**EXERCISE DESCRIPTION:** Write the entries again exactly, with no line missing.

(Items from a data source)
_ _ _ _ _

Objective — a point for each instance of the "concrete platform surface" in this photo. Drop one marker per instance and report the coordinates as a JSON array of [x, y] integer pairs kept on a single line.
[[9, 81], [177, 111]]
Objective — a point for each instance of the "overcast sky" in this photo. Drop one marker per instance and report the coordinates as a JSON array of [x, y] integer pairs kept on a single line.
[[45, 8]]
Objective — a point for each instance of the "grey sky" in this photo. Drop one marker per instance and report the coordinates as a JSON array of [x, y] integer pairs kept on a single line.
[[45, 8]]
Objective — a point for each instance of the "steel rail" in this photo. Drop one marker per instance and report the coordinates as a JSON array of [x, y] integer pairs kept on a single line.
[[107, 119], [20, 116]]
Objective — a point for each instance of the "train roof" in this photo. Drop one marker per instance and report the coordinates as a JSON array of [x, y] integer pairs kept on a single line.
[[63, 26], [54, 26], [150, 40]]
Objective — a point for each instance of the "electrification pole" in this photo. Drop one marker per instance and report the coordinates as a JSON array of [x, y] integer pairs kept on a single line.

_ _ _ _ _

**SOLUTION TO THE PROBLEM:**
Objective — a point for each instance of the "concrete platform surface" in this photo. Drop one marker per instance and report the coordinates as a JSON array of [x, y] integer pairs kept on a single line.
[[9, 81], [177, 111]]
Objective — a point for each instance of the "overcast sky" in this photo. Drop one marker per instance and report the coordinates as a JSON array of [x, y] integer pairs kept on a single line.
[[45, 8]]
Objective — a point for each instance of the "grey sky" in this photo. Drop one marker per instance and report the coordinates as a JSON array of [x, y] integer pairs kept on a single line.
[[45, 8]]
Objective — a point for each instance of the "steel rail" in this photo. Drop one marker per instance and report the coordinates as a JSON array of [x, y] integer pairs kept on a single line.
[[107, 119], [20, 116]]
Objective — a point for each instance of the "train roof" in this photo. Drop one marker per instance and report the coordinates as a JSON array of [x, y] integer pairs kept on a single line.
[[63, 26], [54, 26], [150, 40]]
Objective — a point for each instance of the "electrification pole" in this photo. Drop one marker per instance and report the coordinates as a JSON array of [x, y] integer pairs kept on a single line.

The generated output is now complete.